Seite:
„Kein revolutionärer Sozialist“: Oberbürgermeister Martin Horn im Interview Politik & Wirtschaft | 22.12.2019 | Lars Bargmann

Martin Horn

Ob er noch ein Sakko anziehen soll? Nein, Martin Horn sieht auch ohne Sakko nach Oberbürgermeister aus, als chilli-Chefredakteur Lars Bargmann ihn in seinem Büro besuchte. Der jüngste Oberbürgermeister einer deutschen Großstadt hat einen festeren Auftritt als zum Amtsantritt vor anderthalb Jahren. Zugeneigt, aber trittfest in seiner politischen Marschroute. Die Kritik an seinen Spontanstopps bei geplanten Baumfällungen respondiert er so: „Da sind Sie auf dem Holzweg.“

chilli: Herr Horn, Ihr erstes komplettes Haushaltsjahr ist nun bald vorbei: Inwiefern trug es Ihre Handschrift?
Horn: Sehr deutlich, das ist der erste Haushalt seit vielen Jahren, der wieder einen Posten für aktive Liegenschaftspolitik hat. Wir wollen nicht weiter Flächen verkaufen, um den Haushalt zu subventionieren, sondern Flächen zurückkaufen, um damit auch die Oberhand über deren Entwicklung zu bekommen. Das hätte es ohne einen neuen Oberbürgermeister nicht gegeben.

chilli: Als Beispiel taugt das Rotteckhaus. War der Verkauf vor einigen Jahren ein politisches Eigentor?
Horn: Die Zeiten ändern sich. Wenn man heute so ein Haus kauft, verliert das in der Lage nicht mehr an Wert. Wir haben auch schon drei Vorkaufsrechte gezogen. Wir haben in Munzingen fürs Projekt „Einfach gemeinsam wohnen“ 8000 Quadratmeter gekauft und planen keine weiteren Verkäufe mehr. Das ist ein Umdenken, das ist konkret Martin Horn.

chilli: Das Rotteckhaus wird 6,8 Millionen Euro kosten. Hat die Stadt nicht schon genug Schulden?

Ziel:
Führe das Interview mit Oberbürgermeister Martin Horn weiter, und zwar im Anschluss an die letzte Frage zum Rotteckhaus.

Datenzeilen:

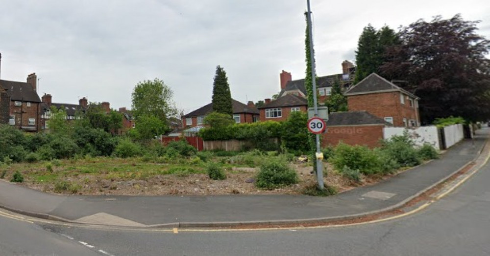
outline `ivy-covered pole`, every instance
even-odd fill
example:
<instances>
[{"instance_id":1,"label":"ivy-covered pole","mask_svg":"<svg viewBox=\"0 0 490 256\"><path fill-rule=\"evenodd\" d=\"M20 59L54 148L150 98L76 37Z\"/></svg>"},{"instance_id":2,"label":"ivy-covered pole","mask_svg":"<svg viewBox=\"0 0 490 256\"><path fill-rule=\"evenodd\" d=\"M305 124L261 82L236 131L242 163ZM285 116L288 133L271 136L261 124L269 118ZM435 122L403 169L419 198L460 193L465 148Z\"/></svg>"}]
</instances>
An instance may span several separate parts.
<instances>
[{"instance_id":1,"label":"ivy-covered pole","mask_svg":"<svg viewBox=\"0 0 490 256\"><path fill-rule=\"evenodd\" d=\"M310 0L306 0L308 11L306 12L306 39L305 46L306 48L306 75L305 77L305 87L308 92L308 107L313 107L315 109L315 116L318 116L318 105L317 103L316 73L315 71L315 53L313 49L313 37L311 25L311 9L310 7ZM311 86L310 86L311 85ZM315 137L314 139L313 137ZM316 145L316 152L320 153L320 135L312 134L310 142L315 141ZM314 149L315 147L312 147ZM323 171L321 159L317 157L314 153L313 156L316 162L317 179L318 187L320 190L324 188L323 185Z\"/></svg>"}]
</instances>

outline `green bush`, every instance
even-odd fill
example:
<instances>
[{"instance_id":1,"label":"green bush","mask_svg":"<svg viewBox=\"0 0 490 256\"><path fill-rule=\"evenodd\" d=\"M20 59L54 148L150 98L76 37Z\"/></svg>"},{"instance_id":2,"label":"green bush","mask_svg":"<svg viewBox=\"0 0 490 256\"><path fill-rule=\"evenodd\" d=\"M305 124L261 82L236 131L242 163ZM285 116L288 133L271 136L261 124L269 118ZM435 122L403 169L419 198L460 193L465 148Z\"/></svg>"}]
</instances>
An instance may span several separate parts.
<instances>
[{"instance_id":1,"label":"green bush","mask_svg":"<svg viewBox=\"0 0 490 256\"><path fill-rule=\"evenodd\" d=\"M417 154L418 156L424 160L435 159L439 157L437 150L428 143L424 143L423 146L418 149Z\"/></svg>"},{"instance_id":2,"label":"green bush","mask_svg":"<svg viewBox=\"0 0 490 256\"><path fill-rule=\"evenodd\" d=\"M206 171L212 180L226 179L226 174L223 169L218 164L211 162L206 167Z\"/></svg>"},{"instance_id":3,"label":"green bush","mask_svg":"<svg viewBox=\"0 0 490 256\"><path fill-rule=\"evenodd\" d=\"M12 179L10 179L11 182L22 182L24 181L24 176L22 175L20 171L16 171L14 173L14 175L12 176Z\"/></svg>"},{"instance_id":4,"label":"green bush","mask_svg":"<svg viewBox=\"0 0 490 256\"><path fill-rule=\"evenodd\" d=\"M352 170L358 170L365 175L382 172L382 163L378 156L365 146L339 143L334 150L334 156L328 161L341 171L347 166Z\"/></svg>"},{"instance_id":5,"label":"green bush","mask_svg":"<svg viewBox=\"0 0 490 256\"><path fill-rule=\"evenodd\" d=\"M128 139L120 141L113 152L115 156L122 158L138 156L141 153L141 148L140 145Z\"/></svg>"},{"instance_id":6,"label":"green bush","mask_svg":"<svg viewBox=\"0 0 490 256\"><path fill-rule=\"evenodd\" d=\"M39 156L37 153L31 152L25 156L25 161L28 163L35 163L39 161Z\"/></svg>"},{"instance_id":7,"label":"green bush","mask_svg":"<svg viewBox=\"0 0 490 256\"><path fill-rule=\"evenodd\" d=\"M342 176L356 183L361 182L361 171L358 169L353 170L348 166L343 167L342 169Z\"/></svg>"},{"instance_id":8,"label":"green bush","mask_svg":"<svg viewBox=\"0 0 490 256\"><path fill-rule=\"evenodd\" d=\"M255 177L255 186L272 190L298 183L296 171L278 159L265 162Z\"/></svg>"}]
</instances>

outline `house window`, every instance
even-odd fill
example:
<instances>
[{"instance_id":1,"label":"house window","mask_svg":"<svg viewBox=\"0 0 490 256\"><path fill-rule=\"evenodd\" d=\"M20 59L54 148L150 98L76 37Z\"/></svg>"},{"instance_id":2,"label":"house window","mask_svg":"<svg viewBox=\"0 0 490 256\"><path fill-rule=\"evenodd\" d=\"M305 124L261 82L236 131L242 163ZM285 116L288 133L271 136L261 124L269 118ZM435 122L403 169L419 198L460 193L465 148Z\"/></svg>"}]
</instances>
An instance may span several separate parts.
<instances>
[{"instance_id":1,"label":"house window","mask_svg":"<svg viewBox=\"0 0 490 256\"><path fill-rule=\"evenodd\" d=\"M191 121L192 123L192 121ZM197 125L202 125L204 123L204 116L199 116L197 117Z\"/></svg>"},{"instance_id":2,"label":"house window","mask_svg":"<svg viewBox=\"0 0 490 256\"><path fill-rule=\"evenodd\" d=\"M274 117L282 117L282 109L280 107L276 108L267 108L266 109L266 118L272 118Z\"/></svg>"},{"instance_id":3,"label":"house window","mask_svg":"<svg viewBox=\"0 0 490 256\"><path fill-rule=\"evenodd\" d=\"M385 117L385 121L391 123L392 125L393 124L393 117L391 116L387 116Z\"/></svg>"},{"instance_id":4,"label":"house window","mask_svg":"<svg viewBox=\"0 0 490 256\"><path fill-rule=\"evenodd\" d=\"M240 122L240 114L233 114L233 119L235 120L235 123Z\"/></svg>"}]
</instances>

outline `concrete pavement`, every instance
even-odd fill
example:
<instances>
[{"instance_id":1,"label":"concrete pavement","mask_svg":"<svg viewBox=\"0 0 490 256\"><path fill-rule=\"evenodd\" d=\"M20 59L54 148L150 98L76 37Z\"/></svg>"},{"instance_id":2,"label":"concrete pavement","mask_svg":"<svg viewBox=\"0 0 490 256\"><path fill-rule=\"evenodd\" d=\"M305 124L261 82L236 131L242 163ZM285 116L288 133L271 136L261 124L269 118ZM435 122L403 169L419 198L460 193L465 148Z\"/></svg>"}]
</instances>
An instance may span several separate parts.
<instances>
[{"instance_id":1,"label":"concrete pavement","mask_svg":"<svg viewBox=\"0 0 490 256\"><path fill-rule=\"evenodd\" d=\"M480 155L490 129L439 159L372 186L326 197L304 195L79 196L0 182L0 207L35 217L132 227L199 227L343 219L396 208Z\"/></svg>"}]
</instances>

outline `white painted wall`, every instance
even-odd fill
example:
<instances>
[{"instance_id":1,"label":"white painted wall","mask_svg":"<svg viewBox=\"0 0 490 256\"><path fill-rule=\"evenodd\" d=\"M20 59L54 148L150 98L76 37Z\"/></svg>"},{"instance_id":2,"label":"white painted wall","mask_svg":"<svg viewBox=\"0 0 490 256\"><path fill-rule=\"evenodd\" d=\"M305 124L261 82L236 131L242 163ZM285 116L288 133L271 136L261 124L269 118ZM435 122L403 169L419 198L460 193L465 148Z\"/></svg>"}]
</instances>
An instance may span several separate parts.
<instances>
[{"instance_id":1,"label":"white painted wall","mask_svg":"<svg viewBox=\"0 0 490 256\"><path fill-rule=\"evenodd\" d=\"M444 136L446 147L448 148L459 142L465 137L463 125L453 125L444 127Z\"/></svg>"},{"instance_id":2,"label":"white painted wall","mask_svg":"<svg viewBox=\"0 0 490 256\"><path fill-rule=\"evenodd\" d=\"M441 149L437 127L433 126L421 126L416 128L385 127L383 128L383 138L388 139L395 135L403 135L403 131L405 130L408 131L409 135L415 145L422 146L425 143L429 143L436 149Z\"/></svg>"}]
</instances>

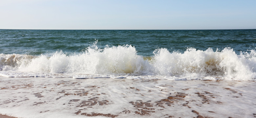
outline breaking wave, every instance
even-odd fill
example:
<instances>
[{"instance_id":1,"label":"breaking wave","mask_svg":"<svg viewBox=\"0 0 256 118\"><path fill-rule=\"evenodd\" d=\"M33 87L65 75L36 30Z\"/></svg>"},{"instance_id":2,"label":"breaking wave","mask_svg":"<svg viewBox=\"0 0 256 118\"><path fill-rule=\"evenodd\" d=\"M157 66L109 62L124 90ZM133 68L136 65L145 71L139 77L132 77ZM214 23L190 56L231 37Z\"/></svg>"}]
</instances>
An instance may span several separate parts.
<instances>
[{"instance_id":1,"label":"breaking wave","mask_svg":"<svg viewBox=\"0 0 256 118\"><path fill-rule=\"evenodd\" d=\"M189 48L182 52L161 48L153 53L152 57L143 57L137 54L134 47L126 45L107 46L101 49L95 45L73 54L62 51L51 56L2 54L0 74L9 77L18 76L15 75L18 73L40 73L43 76L49 73L72 77L131 75L185 80L209 77L238 81L254 80L256 77L254 50L238 55L228 48L215 51L210 48L205 51ZM25 75L22 76L27 76Z\"/></svg>"}]
</instances>

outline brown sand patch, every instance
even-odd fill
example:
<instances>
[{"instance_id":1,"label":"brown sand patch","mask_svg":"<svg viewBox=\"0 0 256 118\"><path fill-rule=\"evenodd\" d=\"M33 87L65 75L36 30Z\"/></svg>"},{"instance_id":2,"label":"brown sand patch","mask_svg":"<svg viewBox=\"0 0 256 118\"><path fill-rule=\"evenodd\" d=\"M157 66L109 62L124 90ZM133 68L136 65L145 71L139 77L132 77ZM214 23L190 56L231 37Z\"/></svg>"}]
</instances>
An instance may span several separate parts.
<instances>
[{"instance_id":1,"label":"brown sand patch","mask_svg":"<svg viewBox=\"0 0 256 118\"><path fill-rule=\"evenodd\" d=\"M171 106L172 104L174 104L173 103L174 102L179 102L181 100L184 100L184 98L186 97L186 95L188 95L187 94L183 93L177 92L176 93L175 96L170 96L166 99L156 102L157 103L157 105L163 108L165 108L162 105L163 104L165 104L168 106ZM188 104L183 104L183 106L187 106Z\"/></svg>"},{"instance_id":2,"label":"brown sand patch","mask_svg":"<svg viewBox=\"0 0 256 118\"><path fill-rule=\"evenodd\" d=\"M98 104L99 105L107 105L109 104L109 101L107 100L98 101L99 98L98 97L95 97L91 98L87 100L83 100L76 107L84 107L92 106Z\"/></svg>"},{"instance_id":3,"label":"brown sand patch","mask_svg":"<svg viewBox=\"0 0 256 118\"><path fill-rule=\"evenodd\" d=\"M78 99L73 99L73 100L70 100L69 102L77 102L80 100Z\"/></svg>"},{"instance_id":4,"label":"brown sand patch","mask_svg":"<svg viewBox=\"0 0 256 118\"><path fill-rule=\"evenodd\" d=\"M37 97L38 98L41 98L43 97L44 97L44 96L42 95L41 94L39 93L34 93L33 94L35 95L35 96L36 97Z\"/></svg>"},{"instance_id":5,"label":"brown sand patch","mask_svg":"<svg viewBox=\"0 0 256 118\"><path fill-rule=\"evenodd\" d=\"M87 116L102 116L110 117L111 118L115 118L117 116L118 116L118 115L112 115L111 114L103 114L103 113L92 113L92 114L88 114L86 113L81 113L82 115L84 115Z\"/></svg>"},{"instance_id":6,"label":"brown sand patch","mask_svg":"<svg viewBox=\"0 0 256 118\"><path fill-rule=\"evenodd\" d=\"M35 103L36 103L35 104L33 105L40 105L40 104L43 104L45 102L45 101L44 102L35 102Z\"/></svg>"},{"instance_id":7,"label":"brown sand patch","mask_svg":"<svg viewBox=\"0 0 256 118\"><path fill-rule=\"evenodd\" d=\"M22 100L22 101L20 101L17 102L17 103L19 103L20 102L23 102L23 101L25 101L26 100L29 100L29 99L25 99L25 100Z\"/></svg>"},{"instance_id":8,"label":"brown sand patch","mask_svg":"<svg viewBox=\"0 0 256 118\"><path fill-rule=\"evenodd\" d=\"M130 102L129 103L134 105L134 107L137 108L136 109L138 111L135 111L134 112L137 114L141 115L150 115L150 113L155 112L154 111L155 109L154 108L148 108L153 107L153 106L150 103L147 102L142 102L142 100L139 100L137 101L140 102ZM141 108L142 109L139 109Z\"/></svg>"}]
</instances>

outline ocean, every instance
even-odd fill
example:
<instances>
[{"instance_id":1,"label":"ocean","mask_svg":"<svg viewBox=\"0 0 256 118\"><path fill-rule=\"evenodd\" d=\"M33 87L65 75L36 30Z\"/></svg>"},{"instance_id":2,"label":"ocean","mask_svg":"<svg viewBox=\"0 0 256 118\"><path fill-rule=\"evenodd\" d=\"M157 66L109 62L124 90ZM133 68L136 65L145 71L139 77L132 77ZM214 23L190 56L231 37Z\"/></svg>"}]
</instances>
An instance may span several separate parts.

Antwort zur Übung:
Horn: Das ist gut angelegtes Geld. Auch meine Handschrift ist die Digitalisierung, da reden wir von einer ganz neuen Dimension. Im letzten Doppelhaushalt hatten wir dafür 2,5, jetzt über 14 Millionen Euro, das ist ein Quantensprung.

chilli: Die Digitalisierung war ein Wahlversprechen. Wenn es ein Marathon ist, wie weit sind Sie?
Horn: Die erste Fünf-Kilometer-Marke haben wir geschafft, weil wir das Thema nicht als Technologisierung verstehen, sondern als Prozess, von dem die Menschen konkret profitieren sollen. Und wir haben ein Amt für Digitales ge­gründet. Die zweite Fünf-Kilometer-Marke haben wir mit dem Beschluss für die Digitalisierungsstrategie erreicht. Da steckt viel mehr drin als nur Smart City. Es gibt sechs Handlungsfelder, eine Art roadmap …

chilli: … ein ganz konkretes Beispiel …
Horn: Nehmen wir die Unterflurcon­tainer. Müll wird unter der Erde gesammelt, wir messen digital, wie voll der Behälter ist, vermeiden halbvolle Leerungen und am Ende finden wir intelligente Routen für unsere Müllwagen, die nur volle ansteuern.

chilli: Vorbei die Zeiten, als im Rathaus 144.000 Seiten für eine Gemeinderatssitzung gedruckt und dann zu 48 Stadträten gefahren wurden?
Horn: Wir haben die Zahl der papierlosen Stadträte auf 27 verdoppelt. Die bekommen 1000 Euro pro Amtsperiode für ein Tablet oder Notebook. Mein Ziel sind 40, wir können aber niemanden verpflichten.

chilli: Die Landesregierung hat mit der Novelle der LBO die Digitalisierung von Bauanträgen ermöglicht. Im Baudezernat werden weiter Papiere, auch mal ein zusätzlicher Lageplan gefordert …
Horn: Da gibt es sicher Nachholbedarf. Wir wollen dazu kommen, dass Sie nicht nur digital einreichen, sondern auch nachverfolgen können, wo der Vorgang gerade ist. Das Gleiche muss auch bei einer Bürgeranfrage gelten. Ich habe kein Interesse, dass wir Projekte verhindern oder verlängern, weil wir langsame Prozesse haben.

chilli: Sie haben einen neuen Politikstil versprochen und gehen in die Stadtteile. Wie fällt die Bilanz bisher aus?
Horn: Ich will nahbare Kommunalpolitik machen. Gute Politik muss auch zuhören können. Ich bin mir bewusst, dass die Veranstaltungen nicht repräsentativ sind. Aber die Menschen erzählen da Dinge, die wir konkret in die Verwaltung mitnehmen können.

chilli: Etwa?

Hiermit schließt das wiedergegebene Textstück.